§ **INSTRUCTIONS TO FOLLOW**
Answer these questions from the engine forum thread below.
1. How many miles ago was the engine built?
2. Which spark plug should be removed before finding top dead center?
3. Which sensor only goes in one way and is not adjustable?

§ **SELECTED TEXT**
━━━━━━

If one of them is lower than the rest, the engine may have hydro-locked, and bent a piston rod.
 

kitsune1324

Active Member
That's a good thought, although the engine was only built 15k miles ago w/ forged pistons and rods, I've driven every mile and have never experienced a hydro lock issue. Could a hydro-lock happen by accident without me knowing?
 

kitsune1324

Active Member
No worries, I appreciate any conversation around it. One thing I saw for diagnosing misfires is that the Cam or crank position sensor could be going bad, is that something I should look into?
 

Pete fender

Pete Fender
No worries, I appreciate any conversation around it. One thing I saw for diagnosing misfires is that the Cam or crank position sensor could be going bad, is that something I should look into?
you could remove the two screws that hold the cam position sensor onto the cam synchronizer, and check for play.
Also, remove the #1 plug, find top dead center, and see if the synchronizer is centered.
Don't turn the synchronizer until you are sure of Top Dead Center.
These cars do not often have TDC alignment marks, making TDC a bit of a chore to find.
The Crankshaft Sensor only goes in one way, it's not adjustable, and does not need to be at TDC to replace.
You may want to check cam lift, to rule that out.

━━━━━━

§ **RECORD EXTRACTS**

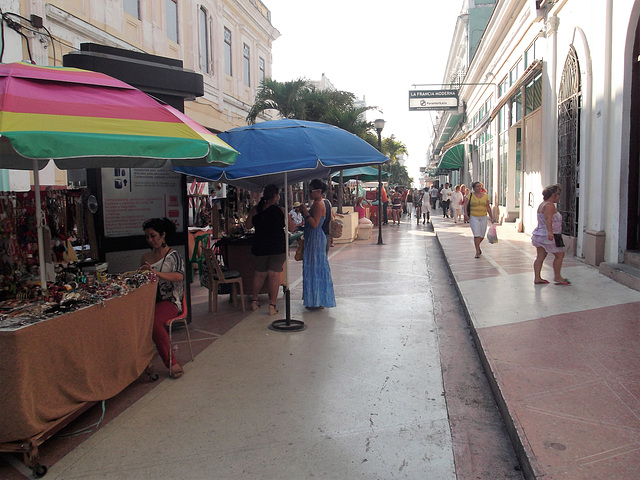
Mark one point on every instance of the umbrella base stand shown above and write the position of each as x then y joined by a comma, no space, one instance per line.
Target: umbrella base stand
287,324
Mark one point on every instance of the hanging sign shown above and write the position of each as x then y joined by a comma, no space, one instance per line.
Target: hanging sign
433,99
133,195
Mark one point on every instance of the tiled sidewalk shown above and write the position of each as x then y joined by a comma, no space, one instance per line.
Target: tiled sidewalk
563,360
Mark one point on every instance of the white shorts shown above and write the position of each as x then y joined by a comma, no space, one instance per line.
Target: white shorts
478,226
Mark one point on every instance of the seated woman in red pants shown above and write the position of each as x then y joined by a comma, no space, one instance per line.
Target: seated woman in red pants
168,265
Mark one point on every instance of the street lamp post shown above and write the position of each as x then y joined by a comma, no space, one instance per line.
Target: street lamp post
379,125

━━━━━━

§ **WRITTEN RESPONSE**
1. 15k miles
2. The #1 plug
3. The Crankshaft Sensor